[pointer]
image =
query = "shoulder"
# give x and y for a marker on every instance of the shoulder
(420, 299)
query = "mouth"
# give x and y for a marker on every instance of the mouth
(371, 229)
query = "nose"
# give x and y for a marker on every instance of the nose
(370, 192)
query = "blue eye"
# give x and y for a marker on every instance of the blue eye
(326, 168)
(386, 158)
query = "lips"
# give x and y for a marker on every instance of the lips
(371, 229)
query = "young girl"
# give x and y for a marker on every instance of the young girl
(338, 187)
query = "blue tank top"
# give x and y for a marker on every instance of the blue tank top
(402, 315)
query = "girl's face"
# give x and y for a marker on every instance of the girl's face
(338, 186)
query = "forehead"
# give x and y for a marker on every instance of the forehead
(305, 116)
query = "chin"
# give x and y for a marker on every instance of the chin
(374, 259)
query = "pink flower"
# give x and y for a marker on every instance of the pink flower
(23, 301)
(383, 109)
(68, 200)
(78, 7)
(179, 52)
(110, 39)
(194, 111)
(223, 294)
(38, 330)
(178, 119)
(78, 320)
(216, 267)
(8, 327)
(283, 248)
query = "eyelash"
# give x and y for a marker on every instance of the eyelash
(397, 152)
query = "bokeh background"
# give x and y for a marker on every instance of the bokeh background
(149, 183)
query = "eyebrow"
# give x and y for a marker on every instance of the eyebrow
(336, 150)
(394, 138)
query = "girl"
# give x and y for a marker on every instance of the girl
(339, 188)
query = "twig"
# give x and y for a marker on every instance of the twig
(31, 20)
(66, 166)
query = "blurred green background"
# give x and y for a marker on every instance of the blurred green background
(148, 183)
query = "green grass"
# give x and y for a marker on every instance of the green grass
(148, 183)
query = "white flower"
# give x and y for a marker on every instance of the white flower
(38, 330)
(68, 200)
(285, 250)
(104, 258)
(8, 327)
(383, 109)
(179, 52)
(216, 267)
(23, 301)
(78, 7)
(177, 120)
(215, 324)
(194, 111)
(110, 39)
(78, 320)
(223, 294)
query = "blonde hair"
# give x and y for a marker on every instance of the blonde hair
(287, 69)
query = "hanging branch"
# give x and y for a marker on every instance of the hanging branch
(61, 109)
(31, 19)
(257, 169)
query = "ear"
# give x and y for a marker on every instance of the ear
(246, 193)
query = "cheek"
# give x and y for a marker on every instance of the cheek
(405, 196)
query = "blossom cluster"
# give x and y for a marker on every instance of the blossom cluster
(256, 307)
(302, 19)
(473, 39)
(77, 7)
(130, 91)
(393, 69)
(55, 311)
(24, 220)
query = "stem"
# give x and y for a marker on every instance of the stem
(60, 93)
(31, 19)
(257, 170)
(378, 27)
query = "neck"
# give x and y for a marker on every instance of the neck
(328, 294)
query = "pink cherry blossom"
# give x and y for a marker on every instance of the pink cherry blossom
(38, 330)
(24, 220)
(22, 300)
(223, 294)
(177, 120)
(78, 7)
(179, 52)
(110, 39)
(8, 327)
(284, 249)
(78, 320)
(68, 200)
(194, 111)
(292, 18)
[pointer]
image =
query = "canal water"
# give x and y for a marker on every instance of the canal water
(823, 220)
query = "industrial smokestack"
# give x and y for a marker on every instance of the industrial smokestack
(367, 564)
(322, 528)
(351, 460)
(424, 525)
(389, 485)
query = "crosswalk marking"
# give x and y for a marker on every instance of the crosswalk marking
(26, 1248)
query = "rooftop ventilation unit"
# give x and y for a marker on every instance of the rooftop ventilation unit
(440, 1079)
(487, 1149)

• _WRITTEN EXERCISE_
Every entry in the listing must be retyped exactly.

• _IN RESPONSE_
[pointer]
image =
query = "shoulder"
# give x and y for a marker on every instance of the shoulder
(420, 299)
query = "mouth"
# give x and y for a marker on every instance of the mouth
(371, 229)
query = "nose"
# give x and y for a marker on every instance of the nose
(370, 192)
query = "blue eye"
# give x and y for a marker on every instance of the blue eye
(326, 168)
(386, 158)
query = "lips"
# give x and y for a marker on every instance of the lips
(371, 229)
query = "young girl"
# give x and y for a marker on every instance of the young girl
(338, 187)
query = "blue tank top"
# give x and y for a marker on every instance of the blue tank top
(402, 315)
query = "girl's face"
# give x and y for a marker on every instance of the girl's face
(338, 186)
query = "forehead"
# give x and y for a marker on every instance of the forehead
(305, 116)
query = "chin"
# give x and y for a marker on every instance of the chin
(374, 259)
query = "pink flower"
# give x and y for a marker on every instance of the pink flower
(23, 301)
(383, 109)
(68, 200)
(78, 7)
(179, 52)
(110, 39)
(194, 111)
(223, 294)
(38, 330)
(178, 119)
(78, 320)
(216, 267)
(8, 327)
(283, 248)
query = "eyelash"
# give x and y for a marker on every instance of the eyelash
(397, 152)
query = "bokeh background"
# give x and y for a marker on every instance of the bokeh background
(149, 183)
query = "eyebrow"
# give x and y for a marker on every instance of the eyebrow
(336, 150)
(394, 138)
query = "girl"
# give x and y for a marker on every instance of the girl
(339, 188)
query = "twig"
# give x and y for a marker on every instance of the twig
(31, 20)
(66, 166)
query = "blurred green background"
# give x and y for a marker on every instance of the blurred green background
(148, 183)
query = "green grass"
# give x and y for a marker on every instance of the green grass
(148, 183)
query = "white flower"
# give x and y for a marker on every instance of the white flower
(38, 330)
(68, 200)
(285, 250)
(104, 258)
(8, 327)
(383, 109)
(179, 52)
(216, 267)
(23, 301)
(78, 7)
(177, 120)
(215, 324)
(194, 111)
(110, 39)
(78, 320)
(223, 294)
query = "blonde hair"
# give x and y for a marker on every instance of the blonde hair
(287, 69)
query = "hanging branch"
# give x and y for a marker on every instance of the hanging branch
(61, 109)
(31, 19)
(257, 169)
query = "ear"
# give x and y for a marker on every instance of the ear
(246, 193)
query = "cheek"
# give x and y for a marker on every instance of the cheek
(405, 196)
query = "blossom cluster"
# give x and y for a marker on every instance of the blossom cluster
(256, 307)
(302, 19)
(473, 39)
(77, 7)
(130, 91)
(393, 69)
(55, 311)
(24, 220)
query = "stem"
# give x and y for a marker on every instance of the stem
(60, 93)
(31, 19)
(257, 170)
(378, 27)
query = "neck"
# give x and y for a marker on every instance of the neck
(328, 294)
query = "pink cherry blossom"
# give x and y for a marker on every instance of the pink cherry blossom
(38, 330)
(24, 220)
(22, 300)
(223, 294)
(177, 120)
(78, 7)
(179, 52)
(110, 39)
(8, 327)
(284, 249)
(78, 320)
(68, 200)
(194, 111)
(292, 18)
[pointer]
image =
query = "canal water"
# give x and y for a marker on every instance of the canal water
(823, 220)
query = "industrial smokestack"
# give x and y for a marker on every instance of the industrial smokestack
(367, 564)
(322, 528)
(351, 460)
(424, 525)
(389, 485)
query = "crosswalk marking"
# give x and y for a marker on every instance of the crosswalk marking
(26, 1248)
query = "rooftop ventilation unit"
# give x and y for a marker on every instance of the rooftop ventilation unit
(440, 1079)
(487, 1149)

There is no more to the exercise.